Texto extraído ▸
----

Exigidos 31 milhões de euros ao Estado por atrasos da Justiça

No final do ano passado estavam pendentes nos tribunais administrativos, dos mais congestionados do país, 169 acções por violação do direito à decisão judicial em prazo razoável. Para reduzir prazo de decisão, estas acções foram consideradas prioritárias em Maio de 2017.

É uma ironia. Os tribunais administrativos, dos mais congestionados do país, são quem decide os processos contra o Estado por atrasos na Justiça.

E para não se dar o ridículo de se violar o direito à decisão judicial em prazo razoável no processo que pretende responsabilizar o Estado pelo atraso num outro caso que correu nos tribunais, desde Maio de 2017 que o Conselho Superior dos Tribunais Administrativos e Fiscais (CSTAF) recomendou que estas acções fossem consideradas prioritárias e monitoriza a sua evolução.

Segundo dados que este organismo enviou ao PÚBLICO, no último semestre do ano passado, estavam pendentes nos tribunais administrativos de primeira e segunda instância 169 processos, cujo valor global ascende a cerca de 31 milhões de euros.

A ineficiência da justiça administrativa e fiscal

Na recomendação, de 23 de Maio de 2017, o conselho superior admitia que havia “um número significativo de processos pendentes nos tribunais administrativos e fiscais (TAF) visando a efectivação da responsabilidade extracontratual do Estado por atraso na administração da Justiça, alguns dos quais já com duração que pode ser considerada excessiva”. E lembrava que, em Outubro de 2015, uma decisão do Tribunal Europeu dos Direitos Humanos (TEDH) reconheceu que os tribunais administrativos tinham evoluído muito nos últimos anos na apreciação deste tipo de acção, passando a obrigar os cidadãos a reivindicar uma indemnização por atrasos na Justiça nos tribunais portugueses, só podendo depois disso recorrer ao tribunal europeu.

----

Listagem apresentada ▸

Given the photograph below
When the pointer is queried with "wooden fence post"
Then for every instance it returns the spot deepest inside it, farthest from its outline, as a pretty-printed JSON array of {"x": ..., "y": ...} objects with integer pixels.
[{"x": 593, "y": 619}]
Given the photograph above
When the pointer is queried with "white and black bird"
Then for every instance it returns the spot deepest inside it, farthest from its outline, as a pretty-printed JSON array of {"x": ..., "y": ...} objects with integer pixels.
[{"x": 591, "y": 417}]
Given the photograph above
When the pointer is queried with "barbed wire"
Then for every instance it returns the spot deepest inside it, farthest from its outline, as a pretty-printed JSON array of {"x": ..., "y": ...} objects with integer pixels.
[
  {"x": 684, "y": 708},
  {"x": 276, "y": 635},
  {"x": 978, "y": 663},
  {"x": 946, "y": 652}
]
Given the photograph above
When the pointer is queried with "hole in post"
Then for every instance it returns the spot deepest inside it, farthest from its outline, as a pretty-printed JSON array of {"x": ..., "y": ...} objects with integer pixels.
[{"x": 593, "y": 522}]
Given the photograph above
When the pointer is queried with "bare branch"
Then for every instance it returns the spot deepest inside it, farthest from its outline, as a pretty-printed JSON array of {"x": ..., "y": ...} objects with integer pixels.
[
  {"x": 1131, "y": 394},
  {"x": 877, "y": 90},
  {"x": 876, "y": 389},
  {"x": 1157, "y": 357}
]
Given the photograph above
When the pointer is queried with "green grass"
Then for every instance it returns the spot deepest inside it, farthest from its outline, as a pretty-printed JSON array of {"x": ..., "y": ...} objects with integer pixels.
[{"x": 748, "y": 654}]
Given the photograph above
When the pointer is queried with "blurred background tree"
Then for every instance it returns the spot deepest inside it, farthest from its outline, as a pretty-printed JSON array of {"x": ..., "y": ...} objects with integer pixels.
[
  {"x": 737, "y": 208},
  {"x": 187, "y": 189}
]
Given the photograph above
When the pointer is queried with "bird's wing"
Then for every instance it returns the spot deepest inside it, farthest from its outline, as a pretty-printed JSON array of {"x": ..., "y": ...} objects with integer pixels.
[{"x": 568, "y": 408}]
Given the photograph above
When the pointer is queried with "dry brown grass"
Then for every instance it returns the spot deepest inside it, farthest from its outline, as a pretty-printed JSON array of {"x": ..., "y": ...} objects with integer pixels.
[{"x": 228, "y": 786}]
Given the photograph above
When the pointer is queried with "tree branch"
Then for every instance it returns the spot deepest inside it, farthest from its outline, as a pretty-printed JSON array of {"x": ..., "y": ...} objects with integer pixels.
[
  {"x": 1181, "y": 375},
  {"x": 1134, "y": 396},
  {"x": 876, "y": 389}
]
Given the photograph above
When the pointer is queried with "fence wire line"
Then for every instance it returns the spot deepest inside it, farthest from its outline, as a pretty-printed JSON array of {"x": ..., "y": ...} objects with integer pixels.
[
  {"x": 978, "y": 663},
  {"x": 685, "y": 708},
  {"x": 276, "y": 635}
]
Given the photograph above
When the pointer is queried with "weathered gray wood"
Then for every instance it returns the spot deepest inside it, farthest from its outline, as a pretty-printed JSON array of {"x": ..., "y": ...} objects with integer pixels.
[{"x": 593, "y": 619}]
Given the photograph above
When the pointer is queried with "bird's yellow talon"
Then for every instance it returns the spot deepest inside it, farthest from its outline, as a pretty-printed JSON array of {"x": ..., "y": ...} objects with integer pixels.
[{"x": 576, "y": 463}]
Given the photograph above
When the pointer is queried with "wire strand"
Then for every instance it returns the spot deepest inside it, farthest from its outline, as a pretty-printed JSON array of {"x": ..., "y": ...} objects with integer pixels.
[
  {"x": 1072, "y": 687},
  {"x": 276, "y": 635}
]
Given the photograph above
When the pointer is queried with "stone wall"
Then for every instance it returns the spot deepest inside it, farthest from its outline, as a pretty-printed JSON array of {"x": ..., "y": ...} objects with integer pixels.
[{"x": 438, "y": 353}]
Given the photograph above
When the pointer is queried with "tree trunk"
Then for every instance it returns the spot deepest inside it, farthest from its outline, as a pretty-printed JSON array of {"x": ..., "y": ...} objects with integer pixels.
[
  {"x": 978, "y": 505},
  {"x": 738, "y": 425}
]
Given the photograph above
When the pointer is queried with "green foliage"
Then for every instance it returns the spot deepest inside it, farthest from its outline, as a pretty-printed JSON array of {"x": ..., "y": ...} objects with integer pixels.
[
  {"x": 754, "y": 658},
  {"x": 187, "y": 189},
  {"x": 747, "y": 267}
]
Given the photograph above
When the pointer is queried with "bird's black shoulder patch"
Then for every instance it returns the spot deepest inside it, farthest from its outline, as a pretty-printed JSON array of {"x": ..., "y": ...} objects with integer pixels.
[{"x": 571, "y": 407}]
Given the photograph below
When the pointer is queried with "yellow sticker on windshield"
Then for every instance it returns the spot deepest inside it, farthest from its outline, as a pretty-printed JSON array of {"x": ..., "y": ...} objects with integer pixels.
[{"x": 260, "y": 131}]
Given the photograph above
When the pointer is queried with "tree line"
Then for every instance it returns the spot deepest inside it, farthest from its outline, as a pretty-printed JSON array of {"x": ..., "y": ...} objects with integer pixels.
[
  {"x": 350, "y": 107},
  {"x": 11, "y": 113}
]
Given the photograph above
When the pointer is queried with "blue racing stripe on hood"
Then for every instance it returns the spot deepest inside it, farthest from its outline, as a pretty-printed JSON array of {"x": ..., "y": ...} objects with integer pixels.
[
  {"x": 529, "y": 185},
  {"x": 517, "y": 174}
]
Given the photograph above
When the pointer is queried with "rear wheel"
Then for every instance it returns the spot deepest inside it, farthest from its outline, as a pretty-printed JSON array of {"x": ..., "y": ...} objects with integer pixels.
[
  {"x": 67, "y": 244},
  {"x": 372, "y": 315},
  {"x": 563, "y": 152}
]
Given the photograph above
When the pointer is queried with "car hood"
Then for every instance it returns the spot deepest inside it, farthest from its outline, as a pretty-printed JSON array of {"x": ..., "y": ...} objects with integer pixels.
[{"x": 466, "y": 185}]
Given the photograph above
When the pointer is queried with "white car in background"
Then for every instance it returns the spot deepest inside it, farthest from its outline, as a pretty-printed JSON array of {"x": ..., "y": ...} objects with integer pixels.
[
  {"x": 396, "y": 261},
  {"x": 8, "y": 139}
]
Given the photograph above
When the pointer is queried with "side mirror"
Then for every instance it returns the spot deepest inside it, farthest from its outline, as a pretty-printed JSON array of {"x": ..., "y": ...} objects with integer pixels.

----

Detalhes do exercício ▸ Reproduza, sem alterações, o trecho do texto sobre os atrasos da Justiça que começa em "Exigidos 31 milhões" e termina em "Maio de 2017.". A listagem não guarda qualquer relação com o texto sobre os atrasos da Justiça.

Resposta escrita ▸
Exigidos 31 milhões de euros ao Estado por atrasos da Justiça

No final do ano passado estavam pendentes nos tribunais administrativos, dos mais congestionados do país, 169 acções por violação do direito à decisão judicial em prazo razoável. Para reduzir prazo de decisão, estas acções foram consideradas prioritárias em Maio de 2017.